#### EXERCISE REQUIREMENTS
Render the data below as a Markdown table with the columns Row and Line, giving each line a row number and leaving out blank lines. Include only the lines from the one containing "Each instance of the brick" through the end of the data.

=== MATERIAL FOR THE TASK ===

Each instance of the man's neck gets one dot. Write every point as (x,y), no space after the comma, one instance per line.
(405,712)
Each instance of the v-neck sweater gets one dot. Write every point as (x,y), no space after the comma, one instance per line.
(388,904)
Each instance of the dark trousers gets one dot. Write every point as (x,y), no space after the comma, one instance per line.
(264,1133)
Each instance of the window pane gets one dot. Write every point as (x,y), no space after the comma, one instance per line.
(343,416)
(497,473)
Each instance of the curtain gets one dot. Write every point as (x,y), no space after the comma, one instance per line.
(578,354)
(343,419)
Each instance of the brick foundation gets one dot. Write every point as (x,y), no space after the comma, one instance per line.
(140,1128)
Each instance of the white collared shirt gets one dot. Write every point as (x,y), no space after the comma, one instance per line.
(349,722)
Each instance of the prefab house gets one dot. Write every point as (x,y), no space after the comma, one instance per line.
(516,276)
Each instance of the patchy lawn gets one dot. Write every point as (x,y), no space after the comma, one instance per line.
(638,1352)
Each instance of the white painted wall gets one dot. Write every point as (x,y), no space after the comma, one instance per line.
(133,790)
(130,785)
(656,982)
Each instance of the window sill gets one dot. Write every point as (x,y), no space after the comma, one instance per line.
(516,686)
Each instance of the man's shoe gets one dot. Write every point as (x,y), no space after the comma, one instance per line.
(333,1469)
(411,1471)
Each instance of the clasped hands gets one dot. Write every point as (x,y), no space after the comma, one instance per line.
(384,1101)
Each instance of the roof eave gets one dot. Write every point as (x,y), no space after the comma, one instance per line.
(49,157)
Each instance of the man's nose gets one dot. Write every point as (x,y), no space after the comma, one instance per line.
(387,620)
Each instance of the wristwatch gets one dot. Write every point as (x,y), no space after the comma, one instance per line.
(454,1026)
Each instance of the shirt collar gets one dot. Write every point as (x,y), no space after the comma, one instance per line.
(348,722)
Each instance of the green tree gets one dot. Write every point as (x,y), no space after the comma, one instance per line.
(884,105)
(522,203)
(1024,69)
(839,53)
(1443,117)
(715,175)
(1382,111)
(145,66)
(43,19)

===

#### SOLUTION BELOW
| Row | Line |
|---|---|
| 1 | Each instance of the brick foundation gets one dot. Write every point as (x,y), no space after the comma, one instance per line. |
| 2 | (140,1128) |
| 3 | Each instance of the white collared shirt gets one dot. Write every point as (x,y), no space after the comma, one instance per line. |
| 4 | (349,722) |
| 5 | Each instance of the prefab house gets one dot. Write every point as (x,y), no space after the comma, one instance per line. |
| 6 | (516,276) |
| 7 | Each instance of the patchy lawn gets one dot. Write every point as (x,y), no space after the comma, one instance per line. |
| 8 | (638,1352) |
| 9 | Each instance of the white painted wall gets one dot. Write every point as (x,y), no space after the comma, one instance per line. |
| 10 | (133,790) |
| 11 | (130,785) |
| 12 | (656,982) |
| 13 | Each instance of the window sill gets one dot. Write every point as (x,y), no space after the comma, one instance per line. |
| 14 | (516,686) |
| 15 | Each instance of the man's shoe gets one dot. Write every point as (x,y), no space after the comma, one instance per line. |
| 16 | (333,1469) |
| 17 | (411,1471) |
| 18 | Each instance of the clasped hands gets one dot. Write every point as (x,y), no space after the comma, one instance per line. |
| 19 | (384,1101) |
| 20 | Each instance of the roof eave gets one dot. Write every point as (x,y), no space after the comma, one instance per line. |
| 21 | (49,157) |
| 22 | Each instance of the man's nose gets one dot. Write every point as (x,y), no space after the comma, one instance per line. |
| 23 | (387,620) |
| 24 | Each instance of the wristwatch gets one dot. Write every point as (x,y), no space after the comma, one instance per line. |
| 25 | (454,1026) |
| 26 | Each instance of the shirt collar gets one dot. Write every point as (x,y), no space after the comma, one instance per line. |
| 27 | (348,722) |
| 28 | Each instance of the green tree gets one dot. Write every point as (x,y), no space after the comma, one instance per line. |
| 29 | (884,105) |
| 30 | (522,203) |
| 31 | (1024,69) |
| 32 | (839,53) |
| 33 | (1443,117) |
| 34 | (715,175) |
| 35 | (1382,111) |
| 36 | (145,66) |
| 37 | (43,19) |